Eind dit jaar gaat onze formidabele directeur in Ethiopië met pensioen. Raar eigenlijk, maar ‘directrice’ krijg ik niet over mijn lippen. Dat vind ik een dermate afgrijselijke functietitel dat ik er onmiddellijk een duister korset bij bedenk en minstens zestien soorten zweepjes. Het vinden van een geschikte opvolgster bleek gelukkig een vrolijk stemmend traject.
Het soort werk dat wij doen vraagt allereerst nogal wat verschillende vaardigheden. Zoals volslagen vastberadenheid, om ondanks steeds weer andere tegenslagen vol te blijven houden dat het einde van honger en armoede een haalbaar doel is. Maar tegelijkertijd ook de souplesse om je plannen aan te passen aan wat er wél kan, zonder dat je het vertrouwen van je lokale vrijwilligers en van je investeerders verliest, terwijl beide vaak toch wel wat wantrouwig staan tegenover goede doelen.
En zo zijn er nog wel twintig tegenstellingen te bedenken, die de allerbeste medewerkers allemaal moeiteloos moeten kunnen overbruggen. Uit principe werken wij overigens alleen met medewerkers uit het land zelf. Ook als de Nederlandse ambassade ons aanraadt om toch vooral een expatriateaan te nemen. Ja zeker, ook dat komt voor. Maar dan maar geen geld van die ambassade. En dan willen we ook nog bij voorkeur vrouwen aannemen. Behalve trouwens in ons team in Nederland, waar de verhouding zo scheef is gegroeid dat we zelfs bij niet helemaal gelijke geschiktheid liefst een man zouden kiezen. Maar vind ze maar eens, die supermensen.

*Opdracht*
Vervolg de tekst over de zoektocht naar een opvolgster voor de directeur in Ethiopië, aansluitend op de laatste zin.

*Verzamelde gegevens*
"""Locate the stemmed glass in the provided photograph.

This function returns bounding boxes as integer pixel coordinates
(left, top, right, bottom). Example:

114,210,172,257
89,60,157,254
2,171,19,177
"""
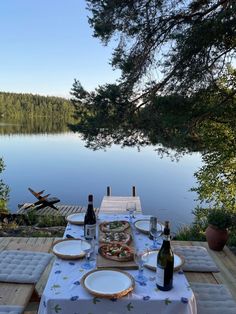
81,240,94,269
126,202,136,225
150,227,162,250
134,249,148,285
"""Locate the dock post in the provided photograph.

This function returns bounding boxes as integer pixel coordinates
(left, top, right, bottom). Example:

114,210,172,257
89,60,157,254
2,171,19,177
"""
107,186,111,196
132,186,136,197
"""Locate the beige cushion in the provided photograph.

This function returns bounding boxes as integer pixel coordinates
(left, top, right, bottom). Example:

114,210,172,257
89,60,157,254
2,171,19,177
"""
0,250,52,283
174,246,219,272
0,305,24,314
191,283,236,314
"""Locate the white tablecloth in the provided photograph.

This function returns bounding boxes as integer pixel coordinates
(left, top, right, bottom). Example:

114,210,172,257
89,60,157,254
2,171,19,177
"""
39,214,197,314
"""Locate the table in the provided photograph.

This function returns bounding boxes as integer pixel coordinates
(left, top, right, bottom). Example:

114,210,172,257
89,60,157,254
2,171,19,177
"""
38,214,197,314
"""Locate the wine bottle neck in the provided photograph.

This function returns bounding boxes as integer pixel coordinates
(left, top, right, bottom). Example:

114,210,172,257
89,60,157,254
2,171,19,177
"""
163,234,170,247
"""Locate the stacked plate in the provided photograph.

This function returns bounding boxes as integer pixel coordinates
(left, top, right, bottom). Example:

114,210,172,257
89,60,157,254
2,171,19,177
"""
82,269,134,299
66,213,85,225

*Antwoord*
Natuurlijk zijn er allerlei al dan niet beproefde methodes. Een hele goeie taakomschrijving helpt. Al las ik onlangs dat de meest recente HR-trendin Nederland is om die ‘dogmatische dingen’ juist weer af te schaffen, maar zo hip zijn wij domweg nog niet. Nog steeds gewoon adverteren, via klassieke en moderne media, en via het eigen netwerk. En dan breed beoordelen, vooral met meerdere invalshoeken. Juist daarom mocht ik afgelopen week meedoen met ons interviewpanel in Addis Abeba. Behalve de huidige directeur aldaar deed ook nog Daisy mee, onze directeur uit Oeganda, die gespecialiseerd is in strakke interne procedures én in wendbaar omgaan met complexe politiek. En ons intens integere Ethiopische hoofd financiën, ook voor de broodnodige mannelijke blik.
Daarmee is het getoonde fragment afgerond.